**WHAT IS EXPECTED**
Below are some records; output exactly the lines from the line with "# mark a point on each instance of the rocky" to the line with "# mark a point on each instance of the gray", both ends kept, and nothing more.

**RECORD EXCERPTS**
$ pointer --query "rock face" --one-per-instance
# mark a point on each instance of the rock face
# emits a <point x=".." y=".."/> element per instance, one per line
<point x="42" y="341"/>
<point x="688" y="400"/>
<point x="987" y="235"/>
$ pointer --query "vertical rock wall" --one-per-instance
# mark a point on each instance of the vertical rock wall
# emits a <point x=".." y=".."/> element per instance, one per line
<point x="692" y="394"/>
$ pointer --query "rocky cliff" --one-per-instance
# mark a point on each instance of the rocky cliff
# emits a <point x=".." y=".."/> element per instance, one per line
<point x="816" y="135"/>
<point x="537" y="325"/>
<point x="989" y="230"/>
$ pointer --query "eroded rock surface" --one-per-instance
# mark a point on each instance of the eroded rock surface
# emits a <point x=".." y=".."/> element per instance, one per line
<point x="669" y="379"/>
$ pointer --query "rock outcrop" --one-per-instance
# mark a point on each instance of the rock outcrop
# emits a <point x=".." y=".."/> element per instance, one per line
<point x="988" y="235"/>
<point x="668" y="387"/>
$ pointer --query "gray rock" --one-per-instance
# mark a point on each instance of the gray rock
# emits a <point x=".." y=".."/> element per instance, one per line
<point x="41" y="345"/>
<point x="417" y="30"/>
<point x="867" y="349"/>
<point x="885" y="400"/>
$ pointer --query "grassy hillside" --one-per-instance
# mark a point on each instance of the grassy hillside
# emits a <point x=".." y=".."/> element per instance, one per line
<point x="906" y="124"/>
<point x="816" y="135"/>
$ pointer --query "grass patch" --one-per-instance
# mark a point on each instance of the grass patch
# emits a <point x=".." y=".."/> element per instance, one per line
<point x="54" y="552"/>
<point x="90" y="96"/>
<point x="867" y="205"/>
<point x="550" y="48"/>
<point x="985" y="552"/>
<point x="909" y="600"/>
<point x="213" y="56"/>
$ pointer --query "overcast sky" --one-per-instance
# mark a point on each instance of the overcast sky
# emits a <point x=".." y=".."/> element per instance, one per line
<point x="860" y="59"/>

**ANSWER SECTION**
# mark a point on each instance of the rocky cliff
# emits a <point x=".." y=".."/> element per instance, one per line
<point x="816" y="135"/>
<point x="537" y="325"/>
<point x="989" y="230"/>
$ pointer --query "eroded rock surface" --one-per-instance
# mark a point on each instance of the eroded rock surface
# emits a <point x=".." y=".."/> element per instance, one per line
<point x="669" y="379"/>
$ pointer --query "rock outcrop" --one-per-instance
# mark a point on each instance of the rock outcrop
# emits a <point x=".." y=".."/> element per instance, one per line
<point x="988" y="235"/>
<point x="668" y="387"/>
$ pointer --query "gray rock" --one-per-instance
# mark a point on each instance of the gray rock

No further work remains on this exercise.